◆ **PROBLEM DETAILS**:
Please reproduce the rows starting with the line that contains "Note: for every instance of the tree" and going on through the line that contains "[[885, 250]]", replacing every "SHOULD" with "MUST" and leaving everything else unchanged.

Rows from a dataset
• • • •

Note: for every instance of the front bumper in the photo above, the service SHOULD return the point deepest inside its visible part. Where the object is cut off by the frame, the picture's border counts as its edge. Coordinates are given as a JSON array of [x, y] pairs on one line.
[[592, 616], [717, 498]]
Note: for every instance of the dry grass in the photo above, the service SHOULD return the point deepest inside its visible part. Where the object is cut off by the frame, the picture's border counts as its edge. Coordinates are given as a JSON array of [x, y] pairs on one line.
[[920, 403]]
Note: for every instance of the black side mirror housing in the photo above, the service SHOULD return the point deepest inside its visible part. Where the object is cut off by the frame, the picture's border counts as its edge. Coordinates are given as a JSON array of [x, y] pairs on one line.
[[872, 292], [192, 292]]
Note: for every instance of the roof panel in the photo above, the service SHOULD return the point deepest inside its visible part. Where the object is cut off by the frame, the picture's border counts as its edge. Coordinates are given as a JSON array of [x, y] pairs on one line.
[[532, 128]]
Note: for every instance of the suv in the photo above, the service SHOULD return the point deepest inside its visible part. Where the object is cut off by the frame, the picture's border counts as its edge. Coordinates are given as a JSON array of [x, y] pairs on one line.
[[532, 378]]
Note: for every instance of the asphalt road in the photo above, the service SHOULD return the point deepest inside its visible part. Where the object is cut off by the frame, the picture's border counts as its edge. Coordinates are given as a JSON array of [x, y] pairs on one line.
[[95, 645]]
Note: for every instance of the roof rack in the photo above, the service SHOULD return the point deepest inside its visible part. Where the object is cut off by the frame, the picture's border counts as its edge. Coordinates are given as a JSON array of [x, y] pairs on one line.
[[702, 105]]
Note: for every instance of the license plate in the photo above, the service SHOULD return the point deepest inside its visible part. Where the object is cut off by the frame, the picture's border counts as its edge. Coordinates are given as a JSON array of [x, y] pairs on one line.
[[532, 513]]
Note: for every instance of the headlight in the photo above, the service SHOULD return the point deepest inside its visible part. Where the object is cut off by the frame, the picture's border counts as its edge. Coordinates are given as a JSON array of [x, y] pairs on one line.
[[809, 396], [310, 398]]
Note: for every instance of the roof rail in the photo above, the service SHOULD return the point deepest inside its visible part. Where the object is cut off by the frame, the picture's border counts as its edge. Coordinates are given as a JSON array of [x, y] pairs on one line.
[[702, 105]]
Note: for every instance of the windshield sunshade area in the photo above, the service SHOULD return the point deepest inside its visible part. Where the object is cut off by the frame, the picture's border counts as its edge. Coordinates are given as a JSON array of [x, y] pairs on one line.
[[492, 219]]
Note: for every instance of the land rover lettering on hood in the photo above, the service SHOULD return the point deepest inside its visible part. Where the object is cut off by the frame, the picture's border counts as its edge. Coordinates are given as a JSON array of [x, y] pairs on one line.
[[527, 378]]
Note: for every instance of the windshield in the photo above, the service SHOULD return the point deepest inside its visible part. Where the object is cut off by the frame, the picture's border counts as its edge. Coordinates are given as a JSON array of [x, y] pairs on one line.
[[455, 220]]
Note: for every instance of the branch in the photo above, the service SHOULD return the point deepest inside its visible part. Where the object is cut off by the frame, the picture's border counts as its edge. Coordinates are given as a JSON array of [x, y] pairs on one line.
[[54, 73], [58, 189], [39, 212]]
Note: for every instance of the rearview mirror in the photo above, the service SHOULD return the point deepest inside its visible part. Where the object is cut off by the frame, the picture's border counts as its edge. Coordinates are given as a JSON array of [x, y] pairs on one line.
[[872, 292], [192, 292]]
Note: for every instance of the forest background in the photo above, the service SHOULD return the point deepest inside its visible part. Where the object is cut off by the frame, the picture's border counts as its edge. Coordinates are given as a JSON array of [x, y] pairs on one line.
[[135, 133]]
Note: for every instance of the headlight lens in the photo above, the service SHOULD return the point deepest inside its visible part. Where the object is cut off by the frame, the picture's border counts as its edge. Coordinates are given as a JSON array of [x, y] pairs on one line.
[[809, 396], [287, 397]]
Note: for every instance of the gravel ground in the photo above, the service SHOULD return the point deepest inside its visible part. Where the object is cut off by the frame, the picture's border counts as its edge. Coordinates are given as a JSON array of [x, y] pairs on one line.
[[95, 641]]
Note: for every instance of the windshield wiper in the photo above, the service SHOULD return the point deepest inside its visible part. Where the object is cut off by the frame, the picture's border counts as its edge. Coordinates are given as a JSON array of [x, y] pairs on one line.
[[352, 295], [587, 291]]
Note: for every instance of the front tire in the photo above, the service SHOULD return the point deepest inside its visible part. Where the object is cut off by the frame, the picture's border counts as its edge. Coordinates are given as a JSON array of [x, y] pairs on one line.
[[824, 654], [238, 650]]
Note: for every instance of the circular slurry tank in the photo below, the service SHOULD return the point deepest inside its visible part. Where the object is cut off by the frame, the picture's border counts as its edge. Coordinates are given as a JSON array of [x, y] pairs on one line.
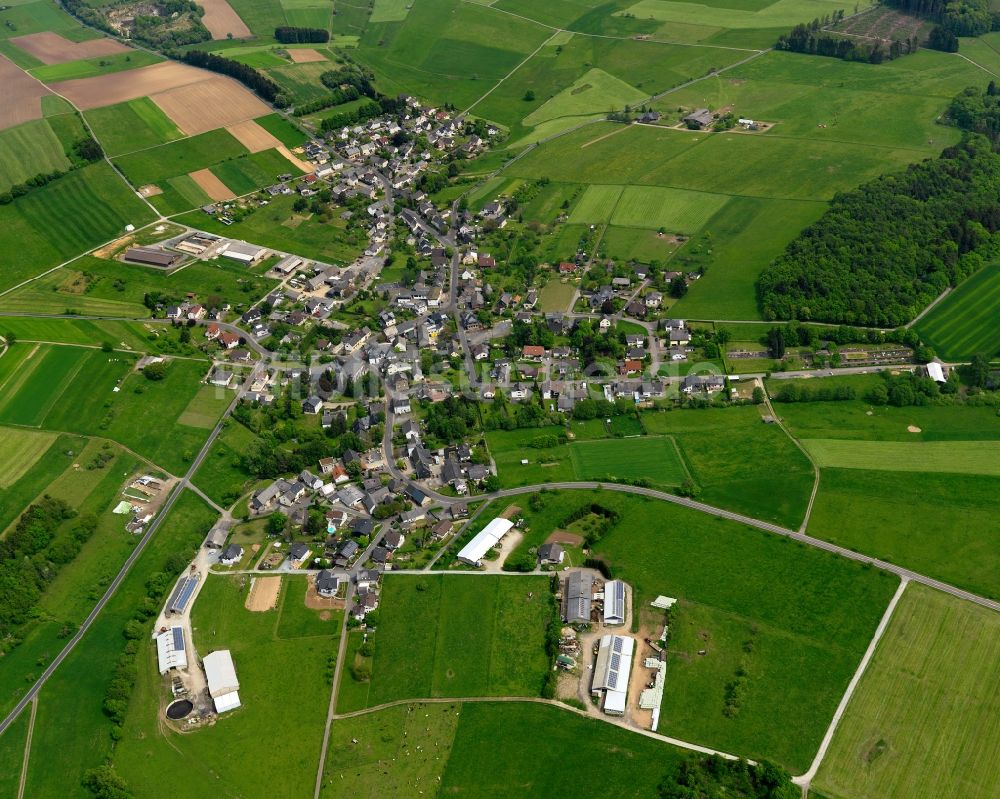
[[179, 709]]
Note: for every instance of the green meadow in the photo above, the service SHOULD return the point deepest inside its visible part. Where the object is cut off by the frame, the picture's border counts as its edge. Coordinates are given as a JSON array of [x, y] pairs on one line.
[[966, 322], [464, 635], [924, 713]]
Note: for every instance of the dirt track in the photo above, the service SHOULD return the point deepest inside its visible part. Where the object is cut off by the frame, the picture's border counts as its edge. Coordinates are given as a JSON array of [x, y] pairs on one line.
[[221, 20], [21, 95], [51, 48], [264, 594]]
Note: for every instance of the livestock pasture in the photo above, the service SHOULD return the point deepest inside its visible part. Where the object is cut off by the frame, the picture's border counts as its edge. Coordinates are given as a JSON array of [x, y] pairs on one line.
[[27, 150], [94, 197], [51, 48], [465, 635], [98, 65], [211, 185], [488, 749], [956, 457], [675, 210], [925, 712], [966, 322], [806, 613], [21, 450], [939, 524]]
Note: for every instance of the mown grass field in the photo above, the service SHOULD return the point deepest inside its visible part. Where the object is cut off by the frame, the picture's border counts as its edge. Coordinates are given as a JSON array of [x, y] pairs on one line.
[[71, 727], [133, 125], [925, 715], [653, 458], [92, 67], [488, 749], [290, 639], [966, 323], [958, 457], [76, 390], [942, 525], [805, 612], [464, 636], [22, 449], [28, 150]]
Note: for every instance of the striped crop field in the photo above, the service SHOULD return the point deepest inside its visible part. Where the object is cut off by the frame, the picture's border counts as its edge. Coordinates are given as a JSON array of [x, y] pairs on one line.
[[958, 457], [966, 322]]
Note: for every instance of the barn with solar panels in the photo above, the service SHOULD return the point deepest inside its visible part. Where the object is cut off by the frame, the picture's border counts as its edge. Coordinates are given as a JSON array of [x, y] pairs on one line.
[[611, 672], [170, 650]]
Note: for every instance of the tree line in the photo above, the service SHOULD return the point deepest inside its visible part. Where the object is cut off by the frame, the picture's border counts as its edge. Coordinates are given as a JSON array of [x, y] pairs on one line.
[[287, 34], [813, 38], [257, 82], [883, 251], [958, 17]]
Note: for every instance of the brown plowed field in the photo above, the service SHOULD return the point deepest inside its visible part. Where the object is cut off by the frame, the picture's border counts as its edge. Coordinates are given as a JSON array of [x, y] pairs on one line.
[[209, 104], [211, 185], [119, 87], [305, 55], [21, 95], [264, 594], [51, 48], [253, 136], [221, 20]]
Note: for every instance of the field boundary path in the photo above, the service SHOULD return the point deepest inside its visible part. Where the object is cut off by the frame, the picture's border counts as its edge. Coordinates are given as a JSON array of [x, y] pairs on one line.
[[27, 749], [804, 780], [119, 578]]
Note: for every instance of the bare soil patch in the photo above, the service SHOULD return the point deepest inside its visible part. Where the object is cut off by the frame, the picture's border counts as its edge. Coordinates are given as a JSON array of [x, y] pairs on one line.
[[306, 55], [253, 136], [564, 537], [209, 104], [51, 48], [211, 185], [221, 20], [119, 87], [22, 95], [263, 594]]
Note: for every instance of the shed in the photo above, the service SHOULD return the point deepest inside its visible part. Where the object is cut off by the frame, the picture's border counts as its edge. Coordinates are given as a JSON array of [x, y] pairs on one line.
[[491, 535]]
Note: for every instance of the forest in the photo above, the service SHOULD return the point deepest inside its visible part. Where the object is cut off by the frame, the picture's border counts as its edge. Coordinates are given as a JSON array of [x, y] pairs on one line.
[[885, 250]]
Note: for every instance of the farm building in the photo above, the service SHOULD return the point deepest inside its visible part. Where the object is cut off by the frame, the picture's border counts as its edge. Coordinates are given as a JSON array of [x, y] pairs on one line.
[[611, 672], [150, 257], [170, 650], [614, 602], [578, 595], [248, 254], [700, 119], [223, 686], [491, 535]]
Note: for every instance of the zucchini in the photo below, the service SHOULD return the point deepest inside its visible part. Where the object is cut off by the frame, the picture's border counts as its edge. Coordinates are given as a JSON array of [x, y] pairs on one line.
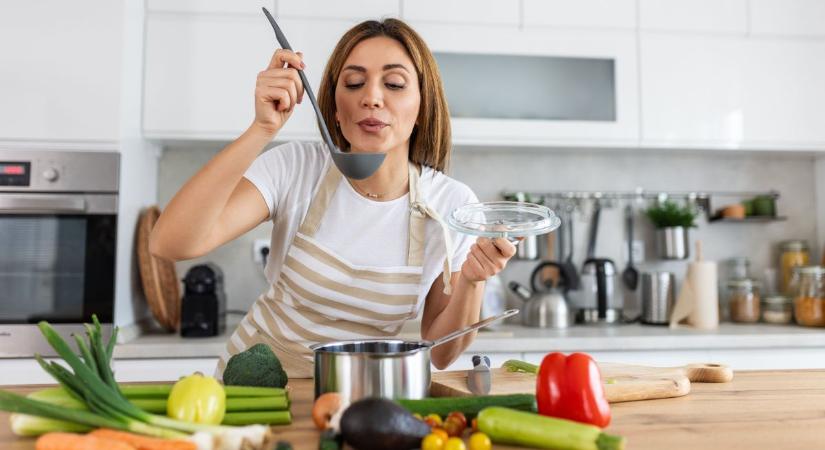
[[470, 406], [508, 426]]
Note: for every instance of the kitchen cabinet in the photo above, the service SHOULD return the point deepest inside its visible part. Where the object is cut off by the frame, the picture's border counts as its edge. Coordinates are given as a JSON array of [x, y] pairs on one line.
[[251, 7], [617, 47], [787, 17], [691, 90], [601, 14], [469, 12], [731, 92], [61, 70], [356, 10], [696, 16], [201, 69], [783, 82]]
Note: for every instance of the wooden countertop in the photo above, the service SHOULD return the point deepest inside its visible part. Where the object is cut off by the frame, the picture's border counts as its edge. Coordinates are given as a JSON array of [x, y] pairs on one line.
[[760, 409]]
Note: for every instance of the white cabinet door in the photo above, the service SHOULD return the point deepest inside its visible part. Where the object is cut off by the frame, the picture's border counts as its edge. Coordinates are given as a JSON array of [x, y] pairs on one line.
[[787, 17], [251, 7], [620, 47], [201, 70], [785, 91], [60, 70], [603, 14], [472, 12], [336, 9], [692, 90], [708, 16]]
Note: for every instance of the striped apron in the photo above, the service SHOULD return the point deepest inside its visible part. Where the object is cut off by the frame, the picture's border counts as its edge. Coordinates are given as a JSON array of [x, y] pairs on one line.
[[321, 297]]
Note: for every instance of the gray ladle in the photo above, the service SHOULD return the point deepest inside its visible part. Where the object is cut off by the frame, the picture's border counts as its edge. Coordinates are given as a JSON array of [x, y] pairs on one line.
[[352, 165]]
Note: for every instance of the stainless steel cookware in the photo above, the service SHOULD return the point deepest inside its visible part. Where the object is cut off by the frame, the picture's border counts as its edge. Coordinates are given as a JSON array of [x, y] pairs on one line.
[[389, 368]]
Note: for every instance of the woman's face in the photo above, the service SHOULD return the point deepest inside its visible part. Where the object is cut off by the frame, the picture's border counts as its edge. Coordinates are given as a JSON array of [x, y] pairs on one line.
[[377, 96]]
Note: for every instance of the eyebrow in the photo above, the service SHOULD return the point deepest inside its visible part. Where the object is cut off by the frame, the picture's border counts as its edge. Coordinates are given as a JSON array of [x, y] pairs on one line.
[[386, 67]]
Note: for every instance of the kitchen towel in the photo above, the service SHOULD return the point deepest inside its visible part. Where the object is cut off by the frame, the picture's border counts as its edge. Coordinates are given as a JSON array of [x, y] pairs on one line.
[[698, 300]]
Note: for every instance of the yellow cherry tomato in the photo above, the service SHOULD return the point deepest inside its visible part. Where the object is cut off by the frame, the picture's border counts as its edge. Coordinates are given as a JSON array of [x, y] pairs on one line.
[[441, 432], [435, 418], [455, 444], [432, 441], [480, 441]]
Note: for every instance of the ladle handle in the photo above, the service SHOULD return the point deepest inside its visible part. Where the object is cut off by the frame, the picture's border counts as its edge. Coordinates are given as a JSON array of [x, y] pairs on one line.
[[279, 35], [475, 326]]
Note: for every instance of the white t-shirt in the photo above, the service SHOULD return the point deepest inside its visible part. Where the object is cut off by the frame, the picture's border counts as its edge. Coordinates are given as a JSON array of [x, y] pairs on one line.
[[363, 231]]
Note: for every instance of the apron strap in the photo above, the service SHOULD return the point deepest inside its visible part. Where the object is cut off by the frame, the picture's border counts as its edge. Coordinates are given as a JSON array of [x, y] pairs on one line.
[[320, 201], [421, 208]]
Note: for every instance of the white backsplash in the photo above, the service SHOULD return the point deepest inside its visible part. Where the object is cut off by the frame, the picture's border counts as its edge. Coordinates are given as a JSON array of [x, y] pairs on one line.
[[489, 171]]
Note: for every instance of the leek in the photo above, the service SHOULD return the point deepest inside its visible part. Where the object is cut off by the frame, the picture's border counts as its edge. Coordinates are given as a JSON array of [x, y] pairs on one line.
[[91, 381]]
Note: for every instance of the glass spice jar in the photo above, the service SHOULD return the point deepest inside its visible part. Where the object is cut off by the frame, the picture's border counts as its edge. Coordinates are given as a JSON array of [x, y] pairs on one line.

• • • •

◆ **THE RESPONSE**:
Note: for every instance of the tree line in the photo above, the service MUST return the point deepest inside its visible part. Where the object is cut off by the frame, the picture's border counts as its edge. Coordinates are given as a JSON array of [x, y] pairs on one line.
[[287, 34], [813, 38], [257, 82], [883, 251], [958, 17]]
Note: for every instance of the brown plowed field in the photo above, the service MUST return the point deepest inside its visible part. Where the object is cut off by the frame, the picture's border counts as its edge. Coordinates are given as a JSON array of [x, y] pairs on one line.
[[209, 104], [211, 185], [119, 87], [305, 55], [21, 95], [264, 594], [51, 48], [253, 136], [221, 20]]
Note: for every instance of the field boundary path in the photo above, the service MUST return the point deepest inside its visible part. Where the object is cut off by the frame, the picture's border counts as its edge. Coordinates are given as a JSON array of [x, y] pairs on one line.
[[27, 749], [804, 780], [119, 578]]
Note: for every instance of the bare soil patch in the photo above, the service MUST return the point deepest inside its visible part. Where the object is cut off by the frame, the picture's border counts as its edge. Coordinates are given as a JSON array of [x, y] pairs on one line.
[[306, 55], [253, 136], [564, 537], [209, 104], [51, 48], [211, 185], [221, 20], [119, 87], [22, 95], [263, 594]]
Note: for every instance of the shed in the photo above, the service MUST return the point deepest inside its visible part. Where the object is cut off by the frame, the picture's border counts as its edge. Coordinates are given as a JSON array of [x, y] pairs on one line.
[[491, 535]]
Note: for every instance of the forest in the photo above, the service MUST return the point deepest inside its visible part. Where the object is cut off by the frame, the picture's border counts as its edge. Coordinates are given as a JSON array of [x, y] pairs on one line.
[[885, 250]]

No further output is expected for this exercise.